» **Prompt**
Extract the rows below from the very first line through the line containing "pixel 256 364", including both of those lines, and reproduce them without any change.

» **Data listing**
-------
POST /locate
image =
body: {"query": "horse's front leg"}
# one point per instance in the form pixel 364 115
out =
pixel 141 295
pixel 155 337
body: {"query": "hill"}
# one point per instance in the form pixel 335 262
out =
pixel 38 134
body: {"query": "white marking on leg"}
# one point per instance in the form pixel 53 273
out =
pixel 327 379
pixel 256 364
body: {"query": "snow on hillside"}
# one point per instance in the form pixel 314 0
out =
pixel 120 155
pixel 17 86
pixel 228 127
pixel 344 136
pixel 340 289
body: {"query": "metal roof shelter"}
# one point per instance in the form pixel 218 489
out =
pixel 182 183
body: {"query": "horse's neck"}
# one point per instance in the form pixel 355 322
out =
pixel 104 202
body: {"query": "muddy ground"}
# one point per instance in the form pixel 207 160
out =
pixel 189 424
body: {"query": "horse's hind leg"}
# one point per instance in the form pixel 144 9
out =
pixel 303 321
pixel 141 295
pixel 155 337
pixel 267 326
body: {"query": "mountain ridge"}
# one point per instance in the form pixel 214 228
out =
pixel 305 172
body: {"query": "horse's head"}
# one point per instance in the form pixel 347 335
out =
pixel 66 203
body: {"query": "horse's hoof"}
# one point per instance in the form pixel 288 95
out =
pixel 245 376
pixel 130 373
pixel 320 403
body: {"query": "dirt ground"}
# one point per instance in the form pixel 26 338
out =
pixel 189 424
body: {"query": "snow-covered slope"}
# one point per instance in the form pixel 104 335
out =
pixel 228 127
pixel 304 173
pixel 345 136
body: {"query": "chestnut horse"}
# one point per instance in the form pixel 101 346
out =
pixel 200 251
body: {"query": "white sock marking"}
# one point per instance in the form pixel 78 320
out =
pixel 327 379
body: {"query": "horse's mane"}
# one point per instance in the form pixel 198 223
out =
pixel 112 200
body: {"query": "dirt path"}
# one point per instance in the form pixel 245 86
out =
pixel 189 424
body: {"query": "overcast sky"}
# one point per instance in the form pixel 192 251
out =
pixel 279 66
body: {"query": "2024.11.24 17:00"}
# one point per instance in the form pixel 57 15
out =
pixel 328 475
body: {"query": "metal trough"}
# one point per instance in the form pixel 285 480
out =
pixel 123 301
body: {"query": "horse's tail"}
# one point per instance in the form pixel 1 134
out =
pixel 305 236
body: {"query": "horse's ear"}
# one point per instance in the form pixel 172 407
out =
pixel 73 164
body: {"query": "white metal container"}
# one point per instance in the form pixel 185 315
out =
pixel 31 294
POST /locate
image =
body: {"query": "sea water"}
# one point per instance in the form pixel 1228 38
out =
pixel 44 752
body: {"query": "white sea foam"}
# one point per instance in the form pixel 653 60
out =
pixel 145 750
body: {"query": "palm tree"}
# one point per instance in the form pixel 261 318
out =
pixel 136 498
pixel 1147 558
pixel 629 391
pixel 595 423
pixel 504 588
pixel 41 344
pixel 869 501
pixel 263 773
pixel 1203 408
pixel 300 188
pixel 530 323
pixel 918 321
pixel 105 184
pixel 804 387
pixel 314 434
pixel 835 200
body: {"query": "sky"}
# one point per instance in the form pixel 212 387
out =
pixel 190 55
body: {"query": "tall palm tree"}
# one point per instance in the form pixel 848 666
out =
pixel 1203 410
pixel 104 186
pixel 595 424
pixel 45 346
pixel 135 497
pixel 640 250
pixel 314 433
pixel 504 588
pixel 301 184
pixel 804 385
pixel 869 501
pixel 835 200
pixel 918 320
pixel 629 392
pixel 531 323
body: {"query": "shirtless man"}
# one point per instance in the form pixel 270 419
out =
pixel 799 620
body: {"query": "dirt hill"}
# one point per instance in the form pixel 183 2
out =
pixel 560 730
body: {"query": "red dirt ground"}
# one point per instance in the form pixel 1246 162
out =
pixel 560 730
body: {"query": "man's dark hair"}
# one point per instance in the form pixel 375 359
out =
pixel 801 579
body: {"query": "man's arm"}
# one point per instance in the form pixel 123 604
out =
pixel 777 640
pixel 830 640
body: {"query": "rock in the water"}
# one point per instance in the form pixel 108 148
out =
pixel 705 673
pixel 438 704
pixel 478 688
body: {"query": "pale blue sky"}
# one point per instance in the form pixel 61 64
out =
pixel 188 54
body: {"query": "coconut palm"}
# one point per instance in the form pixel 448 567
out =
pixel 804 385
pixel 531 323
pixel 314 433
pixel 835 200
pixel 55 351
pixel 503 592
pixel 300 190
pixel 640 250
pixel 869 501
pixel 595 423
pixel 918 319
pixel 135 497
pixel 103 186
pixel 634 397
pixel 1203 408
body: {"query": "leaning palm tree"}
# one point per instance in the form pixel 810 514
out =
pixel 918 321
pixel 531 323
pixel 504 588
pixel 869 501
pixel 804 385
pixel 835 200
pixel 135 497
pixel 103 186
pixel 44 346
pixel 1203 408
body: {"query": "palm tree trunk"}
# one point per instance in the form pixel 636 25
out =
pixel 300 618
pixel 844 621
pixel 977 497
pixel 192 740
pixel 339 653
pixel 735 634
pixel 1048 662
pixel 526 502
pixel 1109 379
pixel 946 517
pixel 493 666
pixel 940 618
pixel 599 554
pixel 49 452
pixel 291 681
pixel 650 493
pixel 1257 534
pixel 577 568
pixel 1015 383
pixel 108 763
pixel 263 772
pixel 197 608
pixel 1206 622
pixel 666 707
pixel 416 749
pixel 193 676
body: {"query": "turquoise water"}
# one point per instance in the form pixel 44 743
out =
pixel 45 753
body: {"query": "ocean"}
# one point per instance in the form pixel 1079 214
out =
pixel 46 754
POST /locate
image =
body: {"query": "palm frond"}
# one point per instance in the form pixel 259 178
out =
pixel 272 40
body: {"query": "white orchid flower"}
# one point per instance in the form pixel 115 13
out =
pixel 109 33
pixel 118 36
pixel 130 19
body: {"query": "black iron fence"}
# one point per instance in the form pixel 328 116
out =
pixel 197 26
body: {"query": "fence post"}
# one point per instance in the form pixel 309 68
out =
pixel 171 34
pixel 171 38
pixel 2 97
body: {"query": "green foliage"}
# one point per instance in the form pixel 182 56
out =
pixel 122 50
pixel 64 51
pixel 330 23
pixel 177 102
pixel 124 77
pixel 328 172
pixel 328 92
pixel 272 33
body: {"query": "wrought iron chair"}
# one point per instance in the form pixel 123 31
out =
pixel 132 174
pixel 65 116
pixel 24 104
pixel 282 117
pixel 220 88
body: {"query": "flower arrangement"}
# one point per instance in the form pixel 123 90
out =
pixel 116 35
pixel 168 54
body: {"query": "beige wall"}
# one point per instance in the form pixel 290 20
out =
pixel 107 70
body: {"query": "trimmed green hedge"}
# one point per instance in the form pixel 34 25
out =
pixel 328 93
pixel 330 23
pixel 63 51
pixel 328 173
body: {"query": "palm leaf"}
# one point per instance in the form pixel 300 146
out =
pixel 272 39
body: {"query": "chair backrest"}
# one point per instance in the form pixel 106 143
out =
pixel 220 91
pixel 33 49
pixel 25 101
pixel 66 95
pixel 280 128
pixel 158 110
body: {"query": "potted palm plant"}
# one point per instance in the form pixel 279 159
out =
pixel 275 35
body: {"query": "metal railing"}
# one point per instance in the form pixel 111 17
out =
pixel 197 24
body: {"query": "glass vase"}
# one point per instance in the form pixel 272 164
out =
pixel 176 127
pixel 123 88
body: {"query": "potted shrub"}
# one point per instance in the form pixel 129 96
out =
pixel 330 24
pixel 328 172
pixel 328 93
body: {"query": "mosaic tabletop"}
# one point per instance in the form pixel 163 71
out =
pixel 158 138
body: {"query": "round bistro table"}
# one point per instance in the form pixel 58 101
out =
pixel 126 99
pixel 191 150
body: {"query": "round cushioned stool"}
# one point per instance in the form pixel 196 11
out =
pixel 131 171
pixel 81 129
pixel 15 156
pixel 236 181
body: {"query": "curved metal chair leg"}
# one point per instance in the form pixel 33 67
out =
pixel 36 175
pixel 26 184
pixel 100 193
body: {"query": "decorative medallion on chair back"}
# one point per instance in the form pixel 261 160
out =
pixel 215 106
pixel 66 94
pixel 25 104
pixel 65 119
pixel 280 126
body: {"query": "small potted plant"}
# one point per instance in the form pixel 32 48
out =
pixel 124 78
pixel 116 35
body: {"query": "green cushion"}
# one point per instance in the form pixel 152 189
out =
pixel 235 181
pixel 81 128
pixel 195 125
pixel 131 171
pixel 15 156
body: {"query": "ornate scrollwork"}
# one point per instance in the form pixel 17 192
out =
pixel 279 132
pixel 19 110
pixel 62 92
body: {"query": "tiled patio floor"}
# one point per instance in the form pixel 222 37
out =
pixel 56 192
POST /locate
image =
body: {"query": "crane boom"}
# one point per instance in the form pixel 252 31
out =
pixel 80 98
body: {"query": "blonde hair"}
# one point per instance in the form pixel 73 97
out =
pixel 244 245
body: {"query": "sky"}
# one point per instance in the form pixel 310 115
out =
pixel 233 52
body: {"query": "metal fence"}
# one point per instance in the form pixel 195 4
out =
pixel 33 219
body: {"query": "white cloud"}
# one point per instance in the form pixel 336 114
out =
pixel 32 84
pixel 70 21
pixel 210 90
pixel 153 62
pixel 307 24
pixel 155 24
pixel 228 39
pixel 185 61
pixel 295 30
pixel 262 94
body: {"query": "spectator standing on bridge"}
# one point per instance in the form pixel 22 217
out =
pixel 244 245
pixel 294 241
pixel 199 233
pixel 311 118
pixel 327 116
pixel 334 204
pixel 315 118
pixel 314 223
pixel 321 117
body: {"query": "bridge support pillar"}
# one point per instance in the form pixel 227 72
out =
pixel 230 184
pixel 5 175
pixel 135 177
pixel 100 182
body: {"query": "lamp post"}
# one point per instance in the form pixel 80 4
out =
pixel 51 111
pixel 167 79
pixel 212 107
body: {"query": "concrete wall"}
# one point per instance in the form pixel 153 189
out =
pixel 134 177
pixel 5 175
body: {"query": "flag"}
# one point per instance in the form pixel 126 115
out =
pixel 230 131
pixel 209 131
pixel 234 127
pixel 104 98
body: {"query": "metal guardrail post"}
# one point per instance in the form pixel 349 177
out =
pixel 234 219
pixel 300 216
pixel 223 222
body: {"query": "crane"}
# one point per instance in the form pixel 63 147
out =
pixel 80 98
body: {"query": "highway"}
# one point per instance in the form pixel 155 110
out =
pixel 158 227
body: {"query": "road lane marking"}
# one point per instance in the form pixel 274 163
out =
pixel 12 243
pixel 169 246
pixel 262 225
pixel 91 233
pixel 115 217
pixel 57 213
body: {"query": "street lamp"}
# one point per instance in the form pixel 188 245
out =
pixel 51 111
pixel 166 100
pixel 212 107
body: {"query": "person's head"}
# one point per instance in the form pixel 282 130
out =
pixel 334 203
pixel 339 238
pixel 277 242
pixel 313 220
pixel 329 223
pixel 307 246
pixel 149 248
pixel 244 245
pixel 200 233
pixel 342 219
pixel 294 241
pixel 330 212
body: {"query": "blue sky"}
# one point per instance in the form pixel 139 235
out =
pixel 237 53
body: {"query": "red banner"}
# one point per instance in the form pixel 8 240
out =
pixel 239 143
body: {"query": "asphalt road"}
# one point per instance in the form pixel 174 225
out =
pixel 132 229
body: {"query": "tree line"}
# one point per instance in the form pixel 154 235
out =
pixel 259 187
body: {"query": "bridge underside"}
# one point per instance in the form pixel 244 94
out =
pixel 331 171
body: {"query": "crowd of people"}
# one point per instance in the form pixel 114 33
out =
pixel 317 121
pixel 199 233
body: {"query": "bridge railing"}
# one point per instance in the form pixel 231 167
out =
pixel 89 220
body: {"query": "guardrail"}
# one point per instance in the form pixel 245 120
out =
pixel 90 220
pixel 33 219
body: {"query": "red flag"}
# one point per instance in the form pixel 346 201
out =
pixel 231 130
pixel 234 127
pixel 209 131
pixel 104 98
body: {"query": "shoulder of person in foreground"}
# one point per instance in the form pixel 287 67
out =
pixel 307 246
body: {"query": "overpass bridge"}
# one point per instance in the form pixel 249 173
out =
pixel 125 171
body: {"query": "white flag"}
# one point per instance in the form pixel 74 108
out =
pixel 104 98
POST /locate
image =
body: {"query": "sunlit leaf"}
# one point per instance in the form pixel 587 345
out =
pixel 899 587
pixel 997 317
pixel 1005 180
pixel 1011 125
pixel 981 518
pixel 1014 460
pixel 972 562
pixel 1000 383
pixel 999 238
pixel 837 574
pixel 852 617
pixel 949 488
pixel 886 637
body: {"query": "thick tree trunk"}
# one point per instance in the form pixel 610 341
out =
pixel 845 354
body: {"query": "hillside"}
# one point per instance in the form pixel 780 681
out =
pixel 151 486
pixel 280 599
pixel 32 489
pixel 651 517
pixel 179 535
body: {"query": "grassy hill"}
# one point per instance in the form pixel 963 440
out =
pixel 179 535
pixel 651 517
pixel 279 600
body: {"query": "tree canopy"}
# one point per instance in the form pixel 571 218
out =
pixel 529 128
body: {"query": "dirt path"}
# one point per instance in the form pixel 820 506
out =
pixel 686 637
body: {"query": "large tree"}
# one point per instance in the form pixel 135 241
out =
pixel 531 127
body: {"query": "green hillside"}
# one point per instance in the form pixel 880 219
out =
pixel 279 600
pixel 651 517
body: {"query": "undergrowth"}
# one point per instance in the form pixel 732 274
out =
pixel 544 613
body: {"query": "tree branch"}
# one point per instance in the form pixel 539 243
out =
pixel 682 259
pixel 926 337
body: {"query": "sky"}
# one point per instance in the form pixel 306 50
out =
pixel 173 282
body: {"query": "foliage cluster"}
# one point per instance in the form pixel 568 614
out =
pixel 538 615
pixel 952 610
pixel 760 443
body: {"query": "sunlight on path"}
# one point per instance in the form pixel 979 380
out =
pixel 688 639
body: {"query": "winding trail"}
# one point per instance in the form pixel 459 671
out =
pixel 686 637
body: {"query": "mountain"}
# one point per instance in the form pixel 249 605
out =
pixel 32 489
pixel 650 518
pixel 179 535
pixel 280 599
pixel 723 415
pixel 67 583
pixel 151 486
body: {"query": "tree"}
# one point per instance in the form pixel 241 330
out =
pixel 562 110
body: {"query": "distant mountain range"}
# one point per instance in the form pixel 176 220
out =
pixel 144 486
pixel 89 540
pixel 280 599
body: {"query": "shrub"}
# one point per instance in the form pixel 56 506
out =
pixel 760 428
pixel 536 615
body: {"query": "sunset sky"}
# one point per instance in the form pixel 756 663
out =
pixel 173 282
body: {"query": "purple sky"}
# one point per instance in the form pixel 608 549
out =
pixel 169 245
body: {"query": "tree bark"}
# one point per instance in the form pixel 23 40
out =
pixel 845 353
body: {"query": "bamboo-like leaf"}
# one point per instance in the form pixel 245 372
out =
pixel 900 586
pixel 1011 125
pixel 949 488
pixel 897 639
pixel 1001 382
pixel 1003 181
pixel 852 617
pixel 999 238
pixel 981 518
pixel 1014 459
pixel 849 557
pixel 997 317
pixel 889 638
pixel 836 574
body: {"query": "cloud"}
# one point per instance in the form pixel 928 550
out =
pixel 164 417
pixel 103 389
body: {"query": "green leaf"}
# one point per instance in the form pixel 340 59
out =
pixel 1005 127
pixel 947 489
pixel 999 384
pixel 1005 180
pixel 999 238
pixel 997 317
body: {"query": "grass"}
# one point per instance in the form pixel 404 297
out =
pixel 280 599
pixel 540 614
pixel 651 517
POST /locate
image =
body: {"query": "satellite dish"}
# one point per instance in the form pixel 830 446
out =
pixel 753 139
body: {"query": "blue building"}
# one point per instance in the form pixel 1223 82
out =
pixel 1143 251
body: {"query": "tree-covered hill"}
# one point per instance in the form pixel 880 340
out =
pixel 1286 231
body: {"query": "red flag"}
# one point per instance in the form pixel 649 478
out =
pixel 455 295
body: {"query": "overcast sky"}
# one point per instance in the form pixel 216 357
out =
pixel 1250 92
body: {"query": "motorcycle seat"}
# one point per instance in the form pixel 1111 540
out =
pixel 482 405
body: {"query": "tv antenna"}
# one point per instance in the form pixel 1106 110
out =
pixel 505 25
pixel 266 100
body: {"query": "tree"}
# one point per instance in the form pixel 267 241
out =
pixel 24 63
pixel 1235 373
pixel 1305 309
-------
» **Correct answer**
POST /locate
image =
body: {"query": "horse's front leg"}
# one point per instance in the form pixel 364 115
out =
pixel 141 295
pixel 155 337
body: {"query": "hill"}
# one point per instance in the form pixel 335 262
out =
pixel 38 134
body: {"query": "white marking on leg"}
# one point per instance in the form pixel 53 273
out =
pixel 327 379
pixel 256 364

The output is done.